◆ **Assignment**: Write out again only the lines that run from the start of the entries to the line containing "written like <point>691,525</point>.", both included.

◆ **Referring expression pointing data**:
========================================================================
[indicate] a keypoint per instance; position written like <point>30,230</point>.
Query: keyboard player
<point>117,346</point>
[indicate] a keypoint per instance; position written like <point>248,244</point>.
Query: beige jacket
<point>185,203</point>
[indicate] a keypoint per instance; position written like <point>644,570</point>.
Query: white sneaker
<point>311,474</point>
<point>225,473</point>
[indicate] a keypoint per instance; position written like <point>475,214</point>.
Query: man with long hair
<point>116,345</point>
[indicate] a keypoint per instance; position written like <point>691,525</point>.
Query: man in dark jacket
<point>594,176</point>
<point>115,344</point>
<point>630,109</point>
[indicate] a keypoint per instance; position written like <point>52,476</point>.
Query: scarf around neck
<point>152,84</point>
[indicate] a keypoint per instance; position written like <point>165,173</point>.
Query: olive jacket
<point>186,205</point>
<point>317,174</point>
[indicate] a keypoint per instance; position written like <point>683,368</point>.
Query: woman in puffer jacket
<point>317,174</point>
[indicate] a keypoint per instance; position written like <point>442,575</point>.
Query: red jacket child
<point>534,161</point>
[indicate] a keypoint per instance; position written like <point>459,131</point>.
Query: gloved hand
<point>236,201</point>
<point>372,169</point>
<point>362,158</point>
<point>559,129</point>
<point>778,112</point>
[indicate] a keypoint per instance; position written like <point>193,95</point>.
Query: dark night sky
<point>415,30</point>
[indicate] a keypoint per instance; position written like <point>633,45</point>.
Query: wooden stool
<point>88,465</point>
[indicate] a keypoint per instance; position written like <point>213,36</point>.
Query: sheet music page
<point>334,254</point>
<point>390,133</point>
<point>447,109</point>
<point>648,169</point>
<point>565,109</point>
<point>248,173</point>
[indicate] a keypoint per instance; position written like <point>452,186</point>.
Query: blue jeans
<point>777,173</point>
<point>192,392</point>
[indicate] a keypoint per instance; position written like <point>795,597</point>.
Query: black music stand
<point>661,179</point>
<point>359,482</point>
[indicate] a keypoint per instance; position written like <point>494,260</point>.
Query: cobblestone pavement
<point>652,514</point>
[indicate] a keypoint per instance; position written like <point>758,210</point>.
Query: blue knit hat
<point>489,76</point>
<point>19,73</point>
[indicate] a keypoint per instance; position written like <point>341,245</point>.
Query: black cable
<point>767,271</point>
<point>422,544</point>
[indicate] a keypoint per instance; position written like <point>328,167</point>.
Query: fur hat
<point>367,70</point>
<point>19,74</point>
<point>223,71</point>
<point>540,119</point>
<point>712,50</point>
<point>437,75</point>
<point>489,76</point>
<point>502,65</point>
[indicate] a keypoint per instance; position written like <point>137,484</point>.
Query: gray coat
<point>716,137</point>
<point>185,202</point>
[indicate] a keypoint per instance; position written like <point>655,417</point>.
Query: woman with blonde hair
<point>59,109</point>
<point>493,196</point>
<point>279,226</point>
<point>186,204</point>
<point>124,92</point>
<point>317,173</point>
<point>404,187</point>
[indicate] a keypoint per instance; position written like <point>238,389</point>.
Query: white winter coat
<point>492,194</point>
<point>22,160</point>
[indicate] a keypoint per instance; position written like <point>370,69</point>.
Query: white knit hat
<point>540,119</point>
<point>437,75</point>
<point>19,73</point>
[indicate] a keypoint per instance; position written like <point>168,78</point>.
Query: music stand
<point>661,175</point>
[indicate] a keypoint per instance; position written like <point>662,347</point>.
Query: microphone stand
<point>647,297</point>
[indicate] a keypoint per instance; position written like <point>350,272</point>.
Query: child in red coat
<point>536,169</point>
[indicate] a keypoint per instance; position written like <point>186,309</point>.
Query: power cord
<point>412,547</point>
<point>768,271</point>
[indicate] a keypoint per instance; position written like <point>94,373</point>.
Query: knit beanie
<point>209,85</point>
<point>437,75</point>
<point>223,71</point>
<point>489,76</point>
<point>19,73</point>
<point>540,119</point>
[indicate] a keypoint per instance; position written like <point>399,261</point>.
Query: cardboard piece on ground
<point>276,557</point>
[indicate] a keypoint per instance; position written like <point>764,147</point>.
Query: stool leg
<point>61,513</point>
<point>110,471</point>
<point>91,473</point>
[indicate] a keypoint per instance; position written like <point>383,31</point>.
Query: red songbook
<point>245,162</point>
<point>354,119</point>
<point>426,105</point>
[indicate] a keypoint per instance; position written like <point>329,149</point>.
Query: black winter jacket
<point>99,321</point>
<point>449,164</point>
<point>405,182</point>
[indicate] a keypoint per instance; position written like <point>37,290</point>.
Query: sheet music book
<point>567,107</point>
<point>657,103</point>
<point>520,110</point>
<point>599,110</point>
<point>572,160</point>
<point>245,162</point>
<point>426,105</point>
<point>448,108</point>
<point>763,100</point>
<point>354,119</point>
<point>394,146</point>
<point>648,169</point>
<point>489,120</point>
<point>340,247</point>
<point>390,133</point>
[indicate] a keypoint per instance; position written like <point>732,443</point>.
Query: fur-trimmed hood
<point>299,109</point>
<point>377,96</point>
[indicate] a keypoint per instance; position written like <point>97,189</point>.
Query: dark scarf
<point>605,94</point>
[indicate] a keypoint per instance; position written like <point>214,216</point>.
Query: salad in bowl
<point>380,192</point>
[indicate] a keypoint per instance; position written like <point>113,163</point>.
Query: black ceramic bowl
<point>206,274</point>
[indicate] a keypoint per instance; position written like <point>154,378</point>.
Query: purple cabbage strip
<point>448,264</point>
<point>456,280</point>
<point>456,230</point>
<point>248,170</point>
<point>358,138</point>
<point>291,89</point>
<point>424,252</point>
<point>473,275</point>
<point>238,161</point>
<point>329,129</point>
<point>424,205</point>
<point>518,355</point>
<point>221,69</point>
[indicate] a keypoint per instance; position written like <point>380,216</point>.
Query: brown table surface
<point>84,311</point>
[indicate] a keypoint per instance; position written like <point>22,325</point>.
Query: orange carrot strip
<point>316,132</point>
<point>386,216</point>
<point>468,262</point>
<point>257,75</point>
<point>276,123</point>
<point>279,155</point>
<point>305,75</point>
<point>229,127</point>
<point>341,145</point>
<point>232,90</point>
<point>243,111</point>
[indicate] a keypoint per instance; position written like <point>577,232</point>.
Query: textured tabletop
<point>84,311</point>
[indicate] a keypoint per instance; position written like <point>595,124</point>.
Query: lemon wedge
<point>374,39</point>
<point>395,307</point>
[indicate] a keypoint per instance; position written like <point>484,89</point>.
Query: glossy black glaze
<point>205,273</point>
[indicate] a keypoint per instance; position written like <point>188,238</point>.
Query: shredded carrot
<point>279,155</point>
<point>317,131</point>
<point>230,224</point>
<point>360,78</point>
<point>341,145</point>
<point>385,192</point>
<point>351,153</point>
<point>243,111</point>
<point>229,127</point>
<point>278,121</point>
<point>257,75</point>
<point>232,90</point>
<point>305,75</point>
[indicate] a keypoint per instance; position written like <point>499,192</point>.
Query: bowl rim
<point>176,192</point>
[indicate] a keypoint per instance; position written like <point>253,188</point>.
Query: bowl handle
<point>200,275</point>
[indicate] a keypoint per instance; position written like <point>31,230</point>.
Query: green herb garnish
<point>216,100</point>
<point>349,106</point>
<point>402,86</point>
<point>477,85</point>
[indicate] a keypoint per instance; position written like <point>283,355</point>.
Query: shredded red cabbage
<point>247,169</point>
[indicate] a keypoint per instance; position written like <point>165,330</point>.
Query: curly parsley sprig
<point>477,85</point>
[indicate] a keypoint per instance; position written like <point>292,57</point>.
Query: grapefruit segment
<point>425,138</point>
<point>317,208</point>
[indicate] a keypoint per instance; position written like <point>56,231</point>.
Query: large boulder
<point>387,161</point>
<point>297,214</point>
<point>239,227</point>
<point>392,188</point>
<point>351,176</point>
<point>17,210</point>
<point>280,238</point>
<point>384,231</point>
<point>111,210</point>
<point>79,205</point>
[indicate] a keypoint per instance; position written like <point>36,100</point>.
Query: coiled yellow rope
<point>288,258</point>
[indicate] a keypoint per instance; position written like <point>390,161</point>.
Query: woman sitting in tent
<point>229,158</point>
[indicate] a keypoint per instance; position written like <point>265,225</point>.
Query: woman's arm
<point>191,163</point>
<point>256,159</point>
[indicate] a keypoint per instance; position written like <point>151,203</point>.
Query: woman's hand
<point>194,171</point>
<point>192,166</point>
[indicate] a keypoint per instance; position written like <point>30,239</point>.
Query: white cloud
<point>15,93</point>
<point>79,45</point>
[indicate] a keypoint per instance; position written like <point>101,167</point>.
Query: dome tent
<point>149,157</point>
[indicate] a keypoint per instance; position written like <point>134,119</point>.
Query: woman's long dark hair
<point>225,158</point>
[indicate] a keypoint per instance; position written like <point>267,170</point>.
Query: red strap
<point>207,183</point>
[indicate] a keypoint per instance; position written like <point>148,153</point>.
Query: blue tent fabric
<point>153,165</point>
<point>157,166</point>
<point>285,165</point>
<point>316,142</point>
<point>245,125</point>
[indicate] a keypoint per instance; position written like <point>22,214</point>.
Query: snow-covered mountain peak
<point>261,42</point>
========================================================================
◆ **Solved exercise**:
[indicate] a keypoint per instance; position written like <point>30,230</point>.
Query: keyboard player
<point>117,346</point>
[indicate] a keypoint per instance; position written like <point>248,244</point>.
Query: beige jacket
<point>185,203</point>
[indicate] a keypoint per instance; position written like <point>644,570</point>.
Query: white sneaker
<point>311,474</point>
<point>225,473</point>
[indicate] a keypoint per instance; position written like <point>475,214</point>.
Query: man with long hair
<point>116,345</point>
[indicate] a keypoint per instance; position written like <point>691,525</point>.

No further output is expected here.